Another great way to help your child develop their speech and language abilities is through play. There are some fantastic toys available nowadays to help our children build their vocabulary in a fun, stress-free way. The best toys for early speech and language development are those that create the opportunity for lots of talking. Your child should not just memorize words, but should rather use those words functionally in a variety of ways- asking for things, giving demonstrations, role play, problem solving, planning, etc.
Here are a few of my favorite toys to help with speech and language development, with a quick reason as to why i love each one. if you’re looking to get one for your family, all you need to do is click on the link. (Affiliate links)
1. PLAYMOBIL 1.2.3 Large Farm – This affordable farm set from Playmobil is made with larger pieces, and is safe for toddlers age 18 months and up. I love the bright colors and the endless options for creative play.
2. Ice Cream Shop Playset – Perfect for siblings or for play with Mom or Dad. Your child can ask for a variety of colors, flavors or toppings, as well as practice their greetings and bargaining and negotiation skills. The playset even comes with it’s own cash register, so your little one can practice counting too!
- - -
§ **Exercises to complete**:
**1.** In the text on toys for speech and language development, list every functional way of using words that it names.
**2.** Render this sentence from the text on toys for speech and language development in Spanish: "The best toys for early speech and language development are those that create the opportunity for lots of talking."
**3.** Go on with the text on toys for speech and language development, starting after its last sentence.
None of the data that follows is needed.

Items with labeled area outlines
- - -
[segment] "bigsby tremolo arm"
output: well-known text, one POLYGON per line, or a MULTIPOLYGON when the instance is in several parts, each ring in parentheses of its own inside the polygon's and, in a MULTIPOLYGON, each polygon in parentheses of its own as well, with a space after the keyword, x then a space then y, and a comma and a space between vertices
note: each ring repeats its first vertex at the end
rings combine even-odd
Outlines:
- - -
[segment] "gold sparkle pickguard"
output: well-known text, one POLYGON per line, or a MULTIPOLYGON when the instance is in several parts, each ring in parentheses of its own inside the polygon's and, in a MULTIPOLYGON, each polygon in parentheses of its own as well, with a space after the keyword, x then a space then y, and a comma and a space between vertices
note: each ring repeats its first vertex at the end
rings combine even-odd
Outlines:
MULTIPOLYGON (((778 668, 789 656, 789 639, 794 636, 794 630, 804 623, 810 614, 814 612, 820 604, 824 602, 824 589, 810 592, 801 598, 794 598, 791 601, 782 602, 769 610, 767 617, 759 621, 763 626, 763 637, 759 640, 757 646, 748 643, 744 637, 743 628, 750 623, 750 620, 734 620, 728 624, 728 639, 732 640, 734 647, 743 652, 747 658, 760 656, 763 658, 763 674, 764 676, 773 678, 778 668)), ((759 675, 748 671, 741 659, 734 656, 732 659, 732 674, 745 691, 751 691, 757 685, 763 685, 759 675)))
- - -
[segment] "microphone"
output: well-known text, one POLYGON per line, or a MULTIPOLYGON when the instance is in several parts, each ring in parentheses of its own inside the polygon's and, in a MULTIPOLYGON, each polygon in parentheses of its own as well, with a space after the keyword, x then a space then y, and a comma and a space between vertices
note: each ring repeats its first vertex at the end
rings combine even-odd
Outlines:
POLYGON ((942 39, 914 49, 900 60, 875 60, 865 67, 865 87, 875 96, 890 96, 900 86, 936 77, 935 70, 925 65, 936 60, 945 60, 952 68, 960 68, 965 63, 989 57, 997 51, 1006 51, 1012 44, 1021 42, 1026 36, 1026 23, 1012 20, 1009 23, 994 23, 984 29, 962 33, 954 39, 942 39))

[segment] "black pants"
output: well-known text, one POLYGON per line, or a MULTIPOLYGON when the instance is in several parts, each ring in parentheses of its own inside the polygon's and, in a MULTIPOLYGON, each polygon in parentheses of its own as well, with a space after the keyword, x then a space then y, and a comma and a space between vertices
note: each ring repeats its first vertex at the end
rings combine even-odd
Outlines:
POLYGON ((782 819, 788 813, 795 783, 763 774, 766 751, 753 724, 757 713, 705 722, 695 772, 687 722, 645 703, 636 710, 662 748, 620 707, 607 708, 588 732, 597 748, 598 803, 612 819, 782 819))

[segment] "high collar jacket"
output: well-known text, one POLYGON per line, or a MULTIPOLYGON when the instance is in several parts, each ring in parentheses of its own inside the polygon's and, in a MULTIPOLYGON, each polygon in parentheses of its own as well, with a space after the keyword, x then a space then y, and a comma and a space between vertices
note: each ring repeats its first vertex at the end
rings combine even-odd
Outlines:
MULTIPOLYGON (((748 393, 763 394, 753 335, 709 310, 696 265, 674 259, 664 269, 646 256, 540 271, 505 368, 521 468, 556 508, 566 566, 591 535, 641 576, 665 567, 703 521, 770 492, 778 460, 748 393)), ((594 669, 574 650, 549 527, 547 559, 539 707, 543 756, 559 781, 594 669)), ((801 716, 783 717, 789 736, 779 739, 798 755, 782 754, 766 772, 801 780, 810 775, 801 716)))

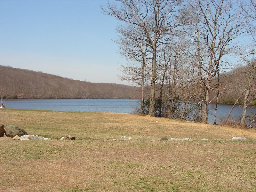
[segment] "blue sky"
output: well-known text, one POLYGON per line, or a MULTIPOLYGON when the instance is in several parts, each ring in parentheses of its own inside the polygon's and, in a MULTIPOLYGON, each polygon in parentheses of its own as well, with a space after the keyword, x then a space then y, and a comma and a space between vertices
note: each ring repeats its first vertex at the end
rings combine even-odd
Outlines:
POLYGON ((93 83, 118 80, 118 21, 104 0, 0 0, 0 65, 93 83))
- - -
§ **The answers**:
**1.** asking for things, giving demonstrations, role play, problem solving, planning

**2.** Los mejores juguetes para el desarrollo temprano del habla y el lenguaje son aquellos que crean la oportunidad de hablar mucho.

**3.**
3. Playskool Mr. Potato Head Super Spud – Is the coolest Mr Potato Head ever! A giant mr Potato head, with a bunch of smaller ones and all their accessories inside. This is one toys that’s bound to provide hours of talkative entertainment and loads of super social play. There are just so many language opportunities with this toy – talk about body parts, emotions, clothing, size comparisons, prepositions, etc.
4. Hape – All Seasons Wooden Doll House – This has to be my favorite doll house ever! This is a great example of a speech development (and just pure fun) toy that can grow with a child over the years – younger children will be happy just chatting, talking about who or what is in the house, while older children will be interested in actually rearranging the furniture and creating their own situations between the people in the house.
5. Dress up sets – Dress-up is fun and allows for many great opportunities to learn new vocabulary. A doctor’s kit is fantastic for learning about our bodies and how to speak about how we’re feeling physically while a chef’s outfit provides a great opportunity for learning new food words. If your child has a natural passion for animals, a veterinarian’s outfit would be an extra special inspiration to get talking about their favorite animals.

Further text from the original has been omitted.